--- VERIFIQUE A COMPREENSÃO ---
(A) Reproduza, do texto sobre a lei da RMA, o trecho que vai de "É neste sentido" até "de 60 anos.", inclusive.
(B) No texto sobre a lei da RMA, que partido acabou por votar contra a lei?
(C) Reescreva em forma de lista o parágrafo do texto sobre a lei da RMA que começa por "É neste sentido que aceito bem", mantendo os factos principais.

--- TEXTO FORNECIDO ---
________________________________________

27 maio, 2006

A lei da RMA

Finalmente, vamos ter uma lei da reprodução medicamente assistida (RMA). Era uma lacuna clamorosa, ao fim de tantos anos de prática da RMA em Portugal. Por um lado, parece-me óbvio que a RMA coloca questões éticas que não podem ficar ao critério dos médicos e das instituições. Por outro lado, a falta de lei pode, perversamente, ter efeitos mais constritivos do que uma lei até limitadora, porque os médicos e outros profissionais, sem orientação legal, podem ser tentados a uma auto-limitação defensiva.

Não conheço a lei e vou confiar no que tem sido escrito na imprensa. Uma lei deste tipo deve ser o mais consensual possível. É pena que, apesar de o PSD ter visto contempladas as suas objecções, tenha acabado por votar contra.

É neste sentido que aceito bem as limitações, que me desagradam, à aplicação da RMA. Já outro aspecto muito significativo não me parece ter sido motivado por divergências éticas e traduz provavelmente um certo atavismo. Trata-se da assimetria na aceitação de dadores. Posso compreender que a prevalência do psico-social sobre o biológico leve à rejeição da hipótese de doação dupla e que um dos gâmetas tenha de ser de um dos membros do casal (não falo em sentido legal). Mas não compreendo porque é que só pode ser admitida a doação de esperma e não a de óvulos a fecundar com o esperma do parceiro. Não li também qualquer referência à idade máxima para a RMA. Não é despiciendo, quando já lemos notícias de RMA em mulheres de mais de 60 anos.

________________________________________

Registos de uma fonte de dados

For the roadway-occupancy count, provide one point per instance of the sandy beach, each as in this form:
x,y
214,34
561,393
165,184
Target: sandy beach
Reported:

________________________________________

--- RESPOSTAS ESCRITAS ---
(A)
É neste sentido que aceito bem as limitações, que me desagradam, à aplicação da RMA. Já outro aspecto muito significativo não me parece ter sido motivado por divergências éticas e traduz provavelmente um certo atavismo. Trata-se da assimetria na aceitação de dadores. Posso compreender que a prevalência do psico-social sobre o biológico leve à rejeição da hipótese de doação dupla e que um dos gâmetas tenha de ser de um dos membros do casal (não falo em sentido legal). Mas não compreendo porque é que só pode ser admitida a doação de esperma e não a de óvulos a fecundar com o esperma do parceiro. Não li também qualquer referência à idade máxima para a RMA. Não é despiciendo, quando já lemos notícias de RMA em mulheres de mais de 60 anos.

(B) O PSD.

(C)
- Aceito as limitações à aplicação da RMA, embora me desagradem.
- A assimetria na aceitação de dadores não parece motivada por divergências éticas e traduz provavelmente um certo atavismo.
- Compreende-se a rejeição da doação dupla e a exigência de que um dos gâmetas seja de um dos membros do casal.
- Não se compreende que só seja admitida a doação de esperma e não a de óvulos a fecundar com o esperma do parceiro.
- Não li referência à idade máxima para a RMA, questão relevante quando já houve notícias de RMA em mulheres com mais de 60 anos.